▸ INFORMATION SHOWN:
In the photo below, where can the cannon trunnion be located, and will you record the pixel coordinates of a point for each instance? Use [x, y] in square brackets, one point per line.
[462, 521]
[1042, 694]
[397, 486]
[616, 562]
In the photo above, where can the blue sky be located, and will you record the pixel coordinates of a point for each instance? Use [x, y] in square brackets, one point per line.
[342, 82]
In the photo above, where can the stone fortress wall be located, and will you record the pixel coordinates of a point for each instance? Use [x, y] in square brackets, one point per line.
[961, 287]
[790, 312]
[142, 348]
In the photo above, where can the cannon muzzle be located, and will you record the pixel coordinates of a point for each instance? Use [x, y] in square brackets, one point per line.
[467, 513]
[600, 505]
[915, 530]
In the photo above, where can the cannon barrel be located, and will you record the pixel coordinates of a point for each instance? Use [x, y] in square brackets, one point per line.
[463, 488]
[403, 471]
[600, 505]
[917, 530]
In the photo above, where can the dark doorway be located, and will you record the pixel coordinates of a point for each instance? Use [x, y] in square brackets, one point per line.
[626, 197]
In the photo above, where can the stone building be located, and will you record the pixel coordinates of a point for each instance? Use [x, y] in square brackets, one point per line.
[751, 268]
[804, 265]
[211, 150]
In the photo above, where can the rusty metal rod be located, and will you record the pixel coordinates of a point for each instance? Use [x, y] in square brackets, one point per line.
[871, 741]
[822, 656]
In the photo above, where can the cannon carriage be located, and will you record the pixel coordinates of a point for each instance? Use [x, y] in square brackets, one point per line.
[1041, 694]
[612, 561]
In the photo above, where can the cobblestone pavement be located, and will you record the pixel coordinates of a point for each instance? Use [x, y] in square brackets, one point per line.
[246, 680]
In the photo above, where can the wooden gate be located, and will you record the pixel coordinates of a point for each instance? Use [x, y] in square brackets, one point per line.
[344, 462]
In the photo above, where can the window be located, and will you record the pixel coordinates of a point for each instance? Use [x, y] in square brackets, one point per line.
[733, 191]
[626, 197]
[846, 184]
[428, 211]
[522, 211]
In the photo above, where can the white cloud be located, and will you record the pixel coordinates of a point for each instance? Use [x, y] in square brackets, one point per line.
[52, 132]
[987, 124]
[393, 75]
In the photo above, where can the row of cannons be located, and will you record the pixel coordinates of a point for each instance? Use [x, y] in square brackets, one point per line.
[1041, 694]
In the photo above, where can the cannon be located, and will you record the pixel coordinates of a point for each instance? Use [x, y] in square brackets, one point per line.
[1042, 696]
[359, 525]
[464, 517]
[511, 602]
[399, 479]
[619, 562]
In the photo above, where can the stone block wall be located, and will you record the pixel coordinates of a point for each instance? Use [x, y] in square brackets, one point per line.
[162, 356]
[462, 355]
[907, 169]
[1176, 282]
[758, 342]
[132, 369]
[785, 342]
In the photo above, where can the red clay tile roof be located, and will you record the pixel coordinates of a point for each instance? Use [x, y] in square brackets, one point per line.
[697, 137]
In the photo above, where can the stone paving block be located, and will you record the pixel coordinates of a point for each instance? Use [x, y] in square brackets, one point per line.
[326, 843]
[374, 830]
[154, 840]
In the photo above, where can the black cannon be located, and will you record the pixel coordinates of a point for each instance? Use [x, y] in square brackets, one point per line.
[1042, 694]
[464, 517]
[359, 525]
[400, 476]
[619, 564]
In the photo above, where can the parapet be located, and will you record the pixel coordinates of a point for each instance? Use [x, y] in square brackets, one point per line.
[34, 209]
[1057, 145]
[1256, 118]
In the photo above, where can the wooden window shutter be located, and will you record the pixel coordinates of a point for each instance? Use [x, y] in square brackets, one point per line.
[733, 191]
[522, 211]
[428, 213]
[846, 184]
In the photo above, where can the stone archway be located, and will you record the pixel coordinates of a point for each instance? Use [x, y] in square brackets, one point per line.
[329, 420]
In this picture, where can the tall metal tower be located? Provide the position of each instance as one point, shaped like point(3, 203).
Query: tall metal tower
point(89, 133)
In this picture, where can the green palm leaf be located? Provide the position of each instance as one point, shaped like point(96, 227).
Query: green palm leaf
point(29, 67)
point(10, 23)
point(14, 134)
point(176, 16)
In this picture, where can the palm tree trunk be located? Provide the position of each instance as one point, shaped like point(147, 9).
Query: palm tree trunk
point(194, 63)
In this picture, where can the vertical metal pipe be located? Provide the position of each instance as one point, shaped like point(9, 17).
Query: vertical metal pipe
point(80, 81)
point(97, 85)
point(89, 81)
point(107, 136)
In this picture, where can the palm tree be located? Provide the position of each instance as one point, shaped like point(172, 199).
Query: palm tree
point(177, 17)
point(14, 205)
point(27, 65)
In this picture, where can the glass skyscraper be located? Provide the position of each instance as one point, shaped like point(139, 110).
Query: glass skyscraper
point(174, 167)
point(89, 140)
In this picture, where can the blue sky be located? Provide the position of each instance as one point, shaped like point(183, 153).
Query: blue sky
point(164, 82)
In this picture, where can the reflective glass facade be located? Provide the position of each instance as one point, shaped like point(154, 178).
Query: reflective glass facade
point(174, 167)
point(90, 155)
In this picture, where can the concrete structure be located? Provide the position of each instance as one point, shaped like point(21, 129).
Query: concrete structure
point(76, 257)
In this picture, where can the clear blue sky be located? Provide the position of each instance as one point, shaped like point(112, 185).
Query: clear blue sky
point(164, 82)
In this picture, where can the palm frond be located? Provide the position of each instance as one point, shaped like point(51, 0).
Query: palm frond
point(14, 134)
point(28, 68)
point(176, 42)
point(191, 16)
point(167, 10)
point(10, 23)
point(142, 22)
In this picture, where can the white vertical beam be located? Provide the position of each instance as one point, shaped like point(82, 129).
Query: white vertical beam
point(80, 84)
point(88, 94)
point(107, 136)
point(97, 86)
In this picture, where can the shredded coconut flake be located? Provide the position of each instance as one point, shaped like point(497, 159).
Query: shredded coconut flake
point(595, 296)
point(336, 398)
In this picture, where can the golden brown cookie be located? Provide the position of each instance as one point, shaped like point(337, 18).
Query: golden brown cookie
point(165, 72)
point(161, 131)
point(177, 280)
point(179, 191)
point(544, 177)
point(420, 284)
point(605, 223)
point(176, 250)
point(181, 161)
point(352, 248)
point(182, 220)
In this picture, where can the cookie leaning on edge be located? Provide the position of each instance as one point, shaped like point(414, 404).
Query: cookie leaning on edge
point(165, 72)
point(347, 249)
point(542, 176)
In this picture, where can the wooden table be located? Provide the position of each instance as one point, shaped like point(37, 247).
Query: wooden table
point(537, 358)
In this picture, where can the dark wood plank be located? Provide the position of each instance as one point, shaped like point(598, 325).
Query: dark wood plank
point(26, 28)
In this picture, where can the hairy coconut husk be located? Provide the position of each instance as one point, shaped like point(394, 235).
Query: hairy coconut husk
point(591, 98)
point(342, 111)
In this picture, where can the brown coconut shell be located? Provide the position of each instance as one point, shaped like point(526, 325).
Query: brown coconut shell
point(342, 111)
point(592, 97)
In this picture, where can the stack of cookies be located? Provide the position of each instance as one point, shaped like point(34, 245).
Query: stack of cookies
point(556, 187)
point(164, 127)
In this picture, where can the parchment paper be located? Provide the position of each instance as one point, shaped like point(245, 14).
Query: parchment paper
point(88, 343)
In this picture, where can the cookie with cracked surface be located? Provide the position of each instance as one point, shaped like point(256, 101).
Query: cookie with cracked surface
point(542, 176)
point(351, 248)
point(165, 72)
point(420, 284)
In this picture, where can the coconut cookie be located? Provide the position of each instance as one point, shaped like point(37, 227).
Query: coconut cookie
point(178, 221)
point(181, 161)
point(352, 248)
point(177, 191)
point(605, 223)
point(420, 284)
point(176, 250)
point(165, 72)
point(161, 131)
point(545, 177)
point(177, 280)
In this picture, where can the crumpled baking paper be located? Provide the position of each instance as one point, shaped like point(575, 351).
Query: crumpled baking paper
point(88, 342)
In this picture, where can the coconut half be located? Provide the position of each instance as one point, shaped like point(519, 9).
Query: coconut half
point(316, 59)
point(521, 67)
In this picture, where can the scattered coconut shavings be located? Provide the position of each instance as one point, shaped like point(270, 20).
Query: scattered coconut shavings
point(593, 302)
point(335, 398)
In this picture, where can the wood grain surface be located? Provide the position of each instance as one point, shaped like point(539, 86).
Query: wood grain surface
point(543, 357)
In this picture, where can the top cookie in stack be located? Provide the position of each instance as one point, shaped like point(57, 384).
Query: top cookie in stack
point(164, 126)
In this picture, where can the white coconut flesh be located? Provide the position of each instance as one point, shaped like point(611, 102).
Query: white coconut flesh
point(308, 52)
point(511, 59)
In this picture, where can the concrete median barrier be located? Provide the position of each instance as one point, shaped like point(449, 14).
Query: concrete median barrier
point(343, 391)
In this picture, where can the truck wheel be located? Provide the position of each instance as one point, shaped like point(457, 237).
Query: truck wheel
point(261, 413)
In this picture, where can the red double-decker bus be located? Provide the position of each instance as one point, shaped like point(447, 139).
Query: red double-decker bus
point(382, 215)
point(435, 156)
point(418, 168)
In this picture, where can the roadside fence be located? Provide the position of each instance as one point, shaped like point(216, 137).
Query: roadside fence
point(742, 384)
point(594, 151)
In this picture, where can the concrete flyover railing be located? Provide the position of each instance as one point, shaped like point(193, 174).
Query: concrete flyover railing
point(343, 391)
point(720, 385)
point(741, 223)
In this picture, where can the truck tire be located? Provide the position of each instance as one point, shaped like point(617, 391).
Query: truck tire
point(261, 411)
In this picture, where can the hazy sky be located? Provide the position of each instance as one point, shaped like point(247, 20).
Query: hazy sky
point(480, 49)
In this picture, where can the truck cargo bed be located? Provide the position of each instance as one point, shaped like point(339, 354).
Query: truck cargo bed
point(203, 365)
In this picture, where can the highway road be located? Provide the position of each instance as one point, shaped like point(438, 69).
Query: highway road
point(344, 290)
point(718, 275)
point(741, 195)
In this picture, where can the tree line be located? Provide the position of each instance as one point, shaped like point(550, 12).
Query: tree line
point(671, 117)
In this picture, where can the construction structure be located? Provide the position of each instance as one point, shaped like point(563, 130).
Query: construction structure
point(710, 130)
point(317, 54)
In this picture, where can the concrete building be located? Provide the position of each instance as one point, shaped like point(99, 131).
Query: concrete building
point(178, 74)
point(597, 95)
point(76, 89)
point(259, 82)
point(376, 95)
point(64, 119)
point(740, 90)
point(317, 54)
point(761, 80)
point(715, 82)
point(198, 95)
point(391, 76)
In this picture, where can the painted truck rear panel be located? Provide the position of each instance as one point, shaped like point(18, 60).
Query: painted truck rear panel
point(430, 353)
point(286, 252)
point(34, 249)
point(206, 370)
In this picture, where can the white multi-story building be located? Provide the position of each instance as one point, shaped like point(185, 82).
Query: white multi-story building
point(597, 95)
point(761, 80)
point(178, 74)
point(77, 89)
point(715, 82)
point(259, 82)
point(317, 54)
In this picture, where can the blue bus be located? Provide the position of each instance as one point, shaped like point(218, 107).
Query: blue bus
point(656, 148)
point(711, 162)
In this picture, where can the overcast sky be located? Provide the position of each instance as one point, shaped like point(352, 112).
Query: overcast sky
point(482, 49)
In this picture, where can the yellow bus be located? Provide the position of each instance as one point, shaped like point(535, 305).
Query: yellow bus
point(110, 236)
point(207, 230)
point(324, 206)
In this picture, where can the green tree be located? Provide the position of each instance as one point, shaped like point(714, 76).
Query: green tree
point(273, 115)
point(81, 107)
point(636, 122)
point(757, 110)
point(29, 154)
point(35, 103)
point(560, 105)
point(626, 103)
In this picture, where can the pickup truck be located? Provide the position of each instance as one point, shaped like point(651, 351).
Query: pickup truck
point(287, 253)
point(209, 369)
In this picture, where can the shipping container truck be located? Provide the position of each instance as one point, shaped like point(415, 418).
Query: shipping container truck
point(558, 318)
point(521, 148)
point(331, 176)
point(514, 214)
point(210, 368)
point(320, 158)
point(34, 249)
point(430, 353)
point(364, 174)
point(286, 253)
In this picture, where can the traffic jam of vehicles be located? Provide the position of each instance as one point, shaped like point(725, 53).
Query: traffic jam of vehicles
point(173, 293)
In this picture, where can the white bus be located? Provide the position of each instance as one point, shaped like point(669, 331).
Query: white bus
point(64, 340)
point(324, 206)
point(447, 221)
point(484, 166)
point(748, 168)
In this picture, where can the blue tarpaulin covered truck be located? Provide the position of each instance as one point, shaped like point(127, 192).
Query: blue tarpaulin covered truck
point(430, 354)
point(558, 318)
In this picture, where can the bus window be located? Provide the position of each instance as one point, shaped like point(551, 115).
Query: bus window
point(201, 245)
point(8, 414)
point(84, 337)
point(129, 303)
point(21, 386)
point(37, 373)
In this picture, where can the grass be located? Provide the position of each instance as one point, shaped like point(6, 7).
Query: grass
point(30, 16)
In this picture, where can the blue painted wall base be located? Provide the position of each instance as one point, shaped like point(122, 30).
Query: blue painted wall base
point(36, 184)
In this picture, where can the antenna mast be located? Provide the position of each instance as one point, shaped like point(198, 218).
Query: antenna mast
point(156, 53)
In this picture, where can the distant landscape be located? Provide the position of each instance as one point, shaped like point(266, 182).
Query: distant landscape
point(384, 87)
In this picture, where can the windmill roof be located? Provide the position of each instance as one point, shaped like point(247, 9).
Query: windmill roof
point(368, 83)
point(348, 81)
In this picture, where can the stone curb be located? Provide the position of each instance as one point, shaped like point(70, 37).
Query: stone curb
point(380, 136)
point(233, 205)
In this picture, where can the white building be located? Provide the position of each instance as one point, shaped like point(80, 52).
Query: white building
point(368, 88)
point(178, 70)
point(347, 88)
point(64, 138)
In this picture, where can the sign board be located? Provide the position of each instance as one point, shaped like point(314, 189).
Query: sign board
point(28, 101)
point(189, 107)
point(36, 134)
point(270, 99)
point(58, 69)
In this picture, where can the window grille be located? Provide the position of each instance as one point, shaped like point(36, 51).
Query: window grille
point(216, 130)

▸ INSTRUCTION:
Print the records above word for word, starting at the line that contains "In this picture, where can the white building" and ending after the line that contains "point(64, 138)".

▸ EXERCISE RESPONSE:
In this picture, where can the white building be located? Provide the position of each instance as one point, shaped like point(80, 52).
Query: white building
point(368, 88)
point(178, 70)
point(347, 88)
point(64, 138)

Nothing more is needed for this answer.